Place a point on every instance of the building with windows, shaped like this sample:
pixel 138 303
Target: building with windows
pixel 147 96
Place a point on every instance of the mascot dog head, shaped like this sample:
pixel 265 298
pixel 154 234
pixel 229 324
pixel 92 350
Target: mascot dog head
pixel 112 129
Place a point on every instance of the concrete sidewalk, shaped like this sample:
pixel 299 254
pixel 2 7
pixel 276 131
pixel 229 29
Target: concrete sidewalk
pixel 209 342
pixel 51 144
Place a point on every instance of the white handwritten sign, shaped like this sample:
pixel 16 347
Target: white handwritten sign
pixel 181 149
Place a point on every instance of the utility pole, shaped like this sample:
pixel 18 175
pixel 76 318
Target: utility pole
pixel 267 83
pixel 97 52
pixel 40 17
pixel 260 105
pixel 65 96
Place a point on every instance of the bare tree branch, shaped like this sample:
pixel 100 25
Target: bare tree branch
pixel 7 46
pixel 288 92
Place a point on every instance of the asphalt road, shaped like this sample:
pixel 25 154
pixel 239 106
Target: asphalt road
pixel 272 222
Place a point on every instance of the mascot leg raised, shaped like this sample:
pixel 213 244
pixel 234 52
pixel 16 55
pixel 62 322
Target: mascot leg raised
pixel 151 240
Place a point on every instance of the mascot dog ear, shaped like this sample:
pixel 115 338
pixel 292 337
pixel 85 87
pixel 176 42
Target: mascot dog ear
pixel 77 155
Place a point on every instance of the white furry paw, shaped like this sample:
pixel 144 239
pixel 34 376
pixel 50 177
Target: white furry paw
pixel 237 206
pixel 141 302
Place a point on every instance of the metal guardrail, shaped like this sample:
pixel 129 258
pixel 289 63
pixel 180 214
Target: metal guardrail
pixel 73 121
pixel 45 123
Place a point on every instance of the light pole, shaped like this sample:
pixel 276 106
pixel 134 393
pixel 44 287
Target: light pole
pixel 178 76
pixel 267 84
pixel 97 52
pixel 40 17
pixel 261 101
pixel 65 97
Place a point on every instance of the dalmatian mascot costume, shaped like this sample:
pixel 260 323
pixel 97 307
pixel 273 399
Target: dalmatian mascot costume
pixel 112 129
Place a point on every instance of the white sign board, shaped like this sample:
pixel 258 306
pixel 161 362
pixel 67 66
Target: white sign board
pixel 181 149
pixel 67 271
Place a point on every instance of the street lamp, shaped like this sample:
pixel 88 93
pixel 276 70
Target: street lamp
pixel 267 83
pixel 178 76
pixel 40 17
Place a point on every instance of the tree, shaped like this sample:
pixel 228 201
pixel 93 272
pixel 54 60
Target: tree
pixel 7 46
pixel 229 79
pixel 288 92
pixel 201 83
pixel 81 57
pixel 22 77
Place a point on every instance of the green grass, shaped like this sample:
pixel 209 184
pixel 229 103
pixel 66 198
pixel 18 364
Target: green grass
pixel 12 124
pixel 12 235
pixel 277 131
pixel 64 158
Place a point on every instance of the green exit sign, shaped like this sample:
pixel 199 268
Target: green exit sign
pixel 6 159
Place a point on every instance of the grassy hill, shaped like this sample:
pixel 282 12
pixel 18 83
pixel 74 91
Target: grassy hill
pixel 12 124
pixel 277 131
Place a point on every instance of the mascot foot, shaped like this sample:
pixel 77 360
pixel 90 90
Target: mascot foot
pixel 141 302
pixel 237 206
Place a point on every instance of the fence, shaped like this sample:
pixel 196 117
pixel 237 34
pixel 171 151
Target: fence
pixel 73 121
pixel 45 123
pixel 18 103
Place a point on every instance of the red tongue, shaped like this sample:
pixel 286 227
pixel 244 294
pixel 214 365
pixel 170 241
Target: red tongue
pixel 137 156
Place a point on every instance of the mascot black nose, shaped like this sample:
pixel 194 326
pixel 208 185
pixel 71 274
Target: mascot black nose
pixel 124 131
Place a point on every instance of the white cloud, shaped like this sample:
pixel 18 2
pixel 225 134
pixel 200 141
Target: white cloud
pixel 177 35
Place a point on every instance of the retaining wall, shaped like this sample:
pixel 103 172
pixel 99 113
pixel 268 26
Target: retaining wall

TASK TO CARRY OUT: Convert every line of the material above into a numbered list, omitting blank lines.

EXERCISE SOLUTION:
1. Place a point on every instance of the building with windows, shaped like this sample:
2. pixel 138 303
3. Target: building with windows
4. pixel 147 96
5. Place a point on every instance of the mascot dog head, shaped like this sample:
6. pixel 265 298
7. pixel 154 234
8. pixel 229 324
9. pixel 92 350
10. Target: mascot dog head
11. pixel 112 129
12. Place a point on every instance of the concrete sidewalk, shaped like this sample:
13. pixel 299 254
14. pixel 2 7
15. pixel 276 131
16. pixel 229 29
17. Target: concrete sidewalk
18. pixel 209 342
19. pixel 51 144
20. Place a point on every instance of the white handwritten sign, shaped like this sample:
21. pixel 16 347
22. Target: white handwritten sign
23. pixel 181 149
24. Place a point on every instance of the utility pole, shaped like this sample:
25. pixel 18 175
26. pixel 76 318
27. Target: utility pole
28. pixel 267 83
29. pixel 97 52
30. pixel 40 17
31. pixel 260 105
32. pixel 65 96
33. Place a point on every instance of the bare tree branch, shaped like this sample:
34. pixel 100 25
35. Target: bare tree branch
36. pixel 7 46
37. pixel 288 92
38. Place a point on every instance of the asphalt road, shaped like this sample:
39. pixel 25 154
40. pixel 239 106
41. Target: asphalt road
42. pixel 272 222
43. Place a point on every instance of the mascot leg raised, shaped like this sample:
44. pixel 213 244
45. pixel 234 52
46. pixel 16 55
47. pixel 62 322
48. Target: mascot leg raised
49. pixel 151 240
50. Place a point on every instance of the mascot dog ear, shaped like this sample:
51. pixel 115 338
52. pixel 292 337
53. pixel 85 87
54. pixel 176 42
55. Target: mascot dog ear
56. pixel 77 155
57. Place a point on every instance of the white furry paw, shaped like this sample:
58. pixel 144 239
59. pixel 34 376
60. pixel 50 177
61. Target: white furry paw
62. pixel 237 206
63. pixel 141 302
64. Place a point on every instance of the metal guardrail, shaped like this sample:
65. pixel 129 258
66. pixel 289 63
67. pixel 180 214
68. Target: metal guardrail
69. pixel 73 121
70. pixel 45 123
71. Place a point on every instance of the light pole, shaped like this sample:
72. pixel 276 106
73. pixel 134 393
74. pixel 44 287
75. Target: light pole
76. pixel 178 76
77. pixel 267 84
78. pixel 97 52
79. pixel 40 17
80. pixel 261 101
81. pixel 65 97
82. Place a point on every instance of the dalmatian mascot costume, shaped like this sample:
83. pixel 260 323
84. pixel 97 307
85. pixel 273 399
86. Target: dalmatian mascot costume
87. pixel 112 129
88. Place a point on every instance of the white sign board, shaped like this sample:
89. pixel 258 306
90. pixel 161 362
91. pixel 67 66
92. Target: white sign board
93. pixel 181 149
94. pixel 67 271
95. Place a point on every instance of the street lamp, shaped like this sample:
96. pixel 88 93
97. pixel 276 70
98. Target: street lamp
99. pixel 267 83
100. pixel 178 76
101. pixel 40 17
102. Place a point on every instance of the tree, shaped like this sample:
103. pixel 228 201
104. pixel 93 272
105. pixel 54 60
106. Target: tree
107. pixel 7 46
108. pixel 229 79
109. pixel 288 92
110. pixel 201 83
111. pixel 81 57
112. pixel 22 77
113. Place a point on every instance of the green grass, shaped like this sample:
114. pixel 209 184
115. pixel 229 103
116. pixel 66 198
117. pixel 18 364
118. Target: green grass
119. pixel 12 124
120. pixel 12 235
121. pixel 277 131
122. pixel 64 158
123. Place a point on every instance of the green exit sign, shaped like this sample:
124. pixel 199 268
125. Target: green exit sign
126. pixel 6 159
127. Place a point on every instance of the grassy hill, shaped like this sample:
128. pixel 282 12
129. pixel 18 83
130. pixel 74 91
131. Target: grassy hill
132. pixel 12 124
133. pixel 277 131
134. Place a point on every instance of the mascot foot, shaped like this sample:
135. pixel 77 360
136. pixel 90 90
137. Target: mascot foot
138. pixel 141 302
139. pixel 237 206
140. Place a point on every instance of the fence, shaped like this sample:
141. pixel 196 117
142. pixel 237 34
143. pixel 171 151
144. Target: fence
145. pixel 73 121
146. pixel 45 123
147. pixel 18 103
148. Place a point on every instance of the red tongue, shaped like this sample:
149. pixel 286 227
150. pixel 244 294
151. pixel 214 365
152. pixel 170 241
153. Target: red tongue
154. pixel 137 156
155. Place a point on every instance of the mascot black nose, shaped like this sample:
156. pixel 194 326
157. pixel 208 185
158. pixel 71 274
159. Target: mascot black nose
160. pixel 124 131
161. Place a point on every instance of the white cloud, shaped like this sample:
162. pixel 18 2
163. pixel 225 134
164. pixel 200 141
165. Target: white cloud
166. pixel 177 35
167. Place a point on every instance of the retaining wall, shaped like this sample:
168. pixel 103 172
169. pixel 99 113
170. pixel 268 26
171. Target: retaining wall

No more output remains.